- Opening Delimiter -

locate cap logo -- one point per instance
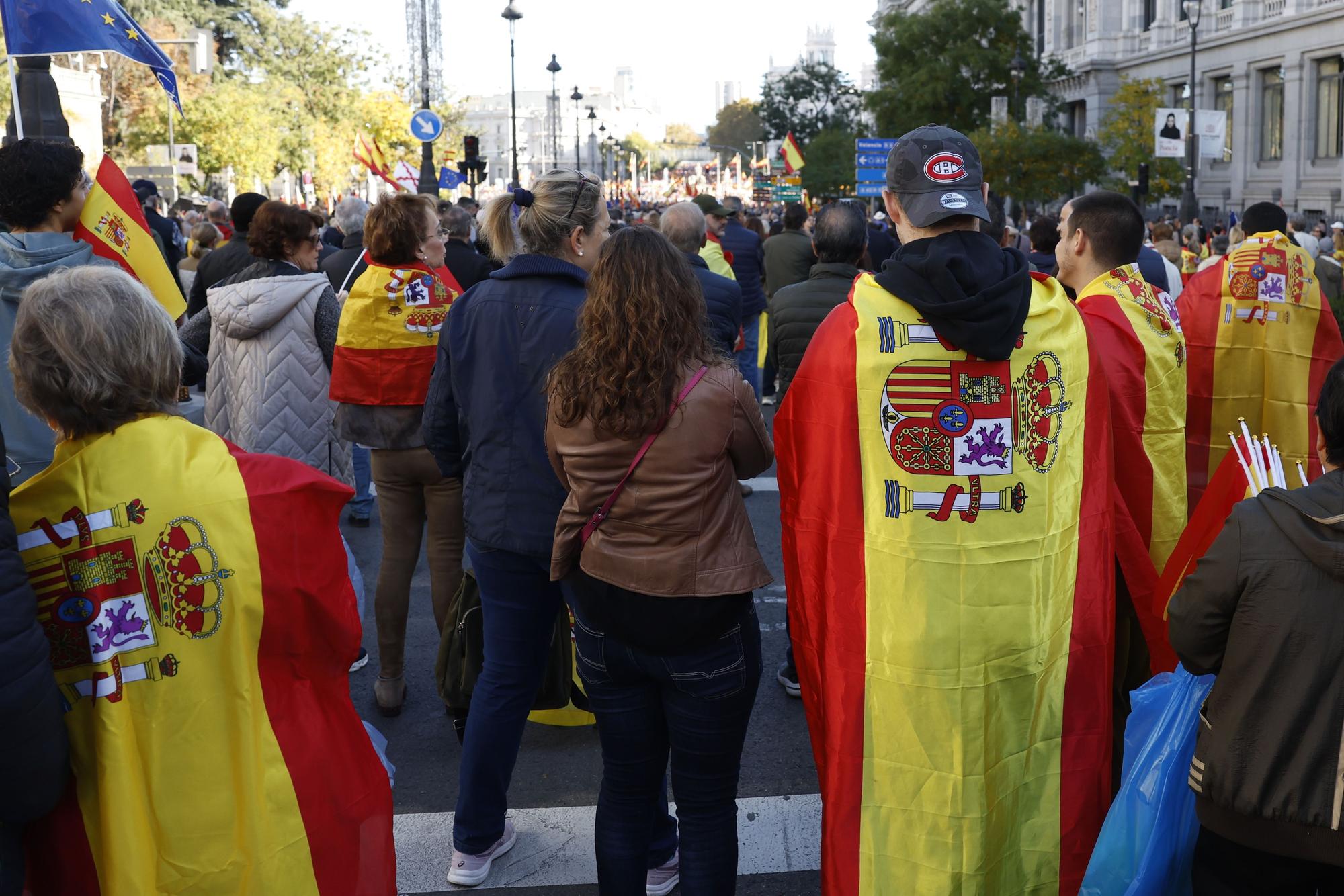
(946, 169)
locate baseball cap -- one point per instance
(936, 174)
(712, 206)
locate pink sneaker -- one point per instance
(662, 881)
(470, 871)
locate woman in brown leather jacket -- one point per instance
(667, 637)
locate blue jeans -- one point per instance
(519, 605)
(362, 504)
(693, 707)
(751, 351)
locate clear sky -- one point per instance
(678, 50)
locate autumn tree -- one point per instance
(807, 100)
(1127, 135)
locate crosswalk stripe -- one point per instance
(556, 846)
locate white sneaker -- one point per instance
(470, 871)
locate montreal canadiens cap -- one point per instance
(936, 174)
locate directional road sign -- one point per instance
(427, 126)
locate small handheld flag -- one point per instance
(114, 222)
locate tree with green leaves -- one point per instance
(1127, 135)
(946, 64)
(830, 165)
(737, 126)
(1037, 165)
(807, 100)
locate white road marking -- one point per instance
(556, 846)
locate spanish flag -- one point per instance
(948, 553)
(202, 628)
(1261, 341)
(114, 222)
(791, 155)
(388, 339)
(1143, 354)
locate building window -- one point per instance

- Closing Delimiter -
- Opening Delimiter -

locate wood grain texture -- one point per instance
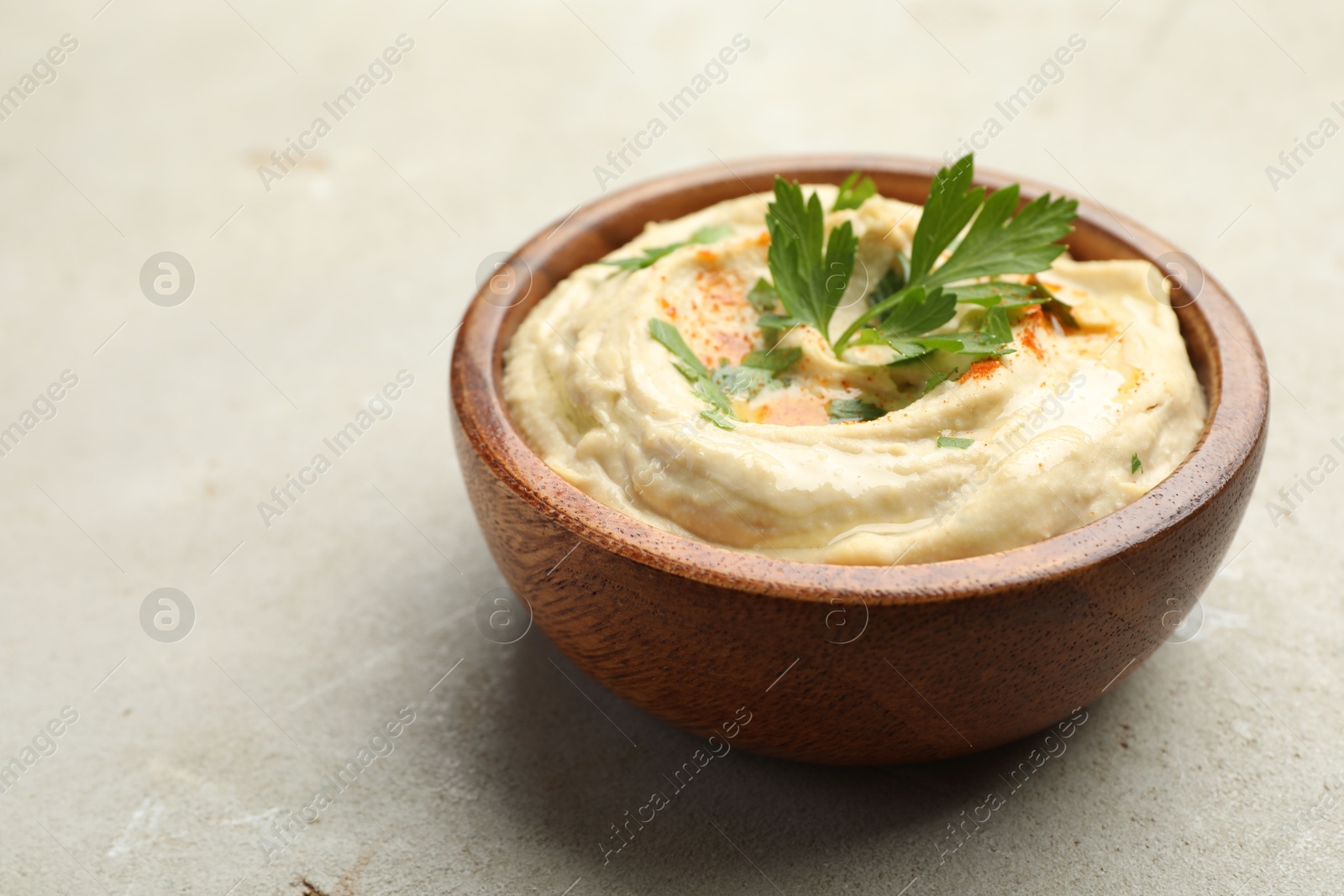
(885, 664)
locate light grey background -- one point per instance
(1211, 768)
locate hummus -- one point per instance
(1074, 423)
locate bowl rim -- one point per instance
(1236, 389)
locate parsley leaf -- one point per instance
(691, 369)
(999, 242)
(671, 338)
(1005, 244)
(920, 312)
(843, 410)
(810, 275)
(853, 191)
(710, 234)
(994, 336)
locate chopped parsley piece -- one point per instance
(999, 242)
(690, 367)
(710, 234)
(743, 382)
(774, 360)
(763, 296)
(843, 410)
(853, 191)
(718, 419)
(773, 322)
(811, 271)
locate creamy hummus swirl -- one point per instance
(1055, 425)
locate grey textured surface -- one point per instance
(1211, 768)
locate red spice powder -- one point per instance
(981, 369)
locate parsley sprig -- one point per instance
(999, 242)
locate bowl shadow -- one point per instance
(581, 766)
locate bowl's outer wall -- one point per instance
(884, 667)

- Closing Delimiter -

» **The problem**
In the material above, the stretch from the line with "locate cap logo -- one point per instance" through the line with "locate building window" is to be given again exactly, minus the pictures.

» **Result of this exercise**
locate cap logo -- one point per instance
(946, 169)
locate baseball cap -- one point per instance
(936, 174)
(712, 206)
locate pink sneaker -- one point per instance
(662, 881)
(470, 871)
locate woman in brown leather jacket -- one point per instance
(667, 637)
locate blue jeans -- one point per instance
(519, 605)
(362, 504)
(693, 707)
(751, 351)
locate clear sky -- one point per instance
(678, 50)
locate autumn tree -- one point per instance
(807, 100)
(1127, 135)
locate crosswalk stripe -- one point per instance
(556, 846)
locate white sneaker -- one point per instance
(470, 871)
locate montreal canadiens cap -- one point per instance
(936, 174)
locate directional road sign -- one point per instance
(427, 126)
locate small handheld flag -- one point per instance
(114, 222)
locate tree with green leaves -- one point per instance
(1127, 135)
(946, 64)
(830, 165)
(737, 126)
(1037, 165)
(807, 100)
locate white road marking -- one point per instance
(556, 846)
locate spanish flag -- one point per instance
(948, 553)
(202, 628)
(1261, 341)
(114, 222)
(791, 155)
(388, 339)
(1143, 354)
locate building window -- one point per instance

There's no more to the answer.